Task statement — Change every "multiple instances" in these lines to "several instances", and give the lines back with nothing else altered.

>>>

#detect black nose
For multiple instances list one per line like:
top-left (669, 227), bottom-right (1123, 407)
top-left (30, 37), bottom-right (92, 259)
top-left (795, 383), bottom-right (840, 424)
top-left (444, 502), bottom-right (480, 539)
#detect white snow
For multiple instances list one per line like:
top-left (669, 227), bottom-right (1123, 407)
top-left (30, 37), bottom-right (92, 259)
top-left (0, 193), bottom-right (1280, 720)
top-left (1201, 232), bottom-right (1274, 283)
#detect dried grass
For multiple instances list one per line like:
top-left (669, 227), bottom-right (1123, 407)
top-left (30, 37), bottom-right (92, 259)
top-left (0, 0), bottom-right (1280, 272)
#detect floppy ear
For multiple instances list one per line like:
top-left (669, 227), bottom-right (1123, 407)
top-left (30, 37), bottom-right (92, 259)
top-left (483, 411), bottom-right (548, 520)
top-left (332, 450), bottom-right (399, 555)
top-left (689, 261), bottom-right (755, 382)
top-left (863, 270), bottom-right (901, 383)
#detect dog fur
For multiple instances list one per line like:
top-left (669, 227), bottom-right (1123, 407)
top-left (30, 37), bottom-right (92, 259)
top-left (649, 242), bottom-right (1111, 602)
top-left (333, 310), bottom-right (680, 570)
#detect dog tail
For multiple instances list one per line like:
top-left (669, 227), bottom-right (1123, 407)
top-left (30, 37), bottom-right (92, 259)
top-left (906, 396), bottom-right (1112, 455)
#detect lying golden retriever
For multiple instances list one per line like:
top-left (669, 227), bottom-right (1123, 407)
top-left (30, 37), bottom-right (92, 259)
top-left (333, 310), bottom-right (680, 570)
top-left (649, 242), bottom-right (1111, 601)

<<<

Task output —
#detect black nose
For several instances list one per line like:
top-left (669, 227), bottom-right (1123, 407)
top-left (30, 37), bottom-right (92, 259)
top-left (795, 383), bottom-right (840, 424)
top-left (444, 502), bottom-right (480, 539)
#detect white snow
For several instances list one per line like:
top-left (669, 227), bottom-right (1123, 407)
top-left (30, 37), bottom-right (92, 259)
top-left (0, 193), bottom-right (1280, 720)
top-left (1201, 232), bottom-right (1274, 283)
#detect dried grass
For several instances list one per line like:
top-left (669, 227), bottom-right (1123, 407)
top-left (30, 37), bottom-right (92, 259)
top-left (0, 0), bottom-right (1280, 272)
#detect floppy ear
For several instances list one per line like:
top-left (669, 227), bottom-right (1123, 407)
top-left (30, 37), bottom-right (92, 259)
top-left (483, 411), bottom-right (548, 520)
top-left (332, 450), bottom-right (399, 555)
top-left (689, 261), bottom-right (755, 382)
top-left (863, 270), bottom-right (901, 383)
#detect dog fur
For several instances list one per line like:
top-left (669, 227), bottom-right (1123, 407)
top-left (30, 37), bottom-right (92, 259)
top-left (649, 242), bottom-right (1111, 602)
top-left (333, 310), bottom-right (680, 570)
#detect dog tail
For several instances list one per line like:
top-left (669, 227), bottom-right (1123, 407)
top-left (30, 37), bottom-right (92, 259)
top-left (906, 396), bottom-right (1112, 455)
#detect lying golden retriever
For several instances list one per line like:
top-left (669, 227), bottom-right (1123, 407)
top-left (30, 37), bottom-right (92, 259)
top-left (333, 310), bottom-right (680, 570)
top-left (649, 242), bottom-right (1111, 601)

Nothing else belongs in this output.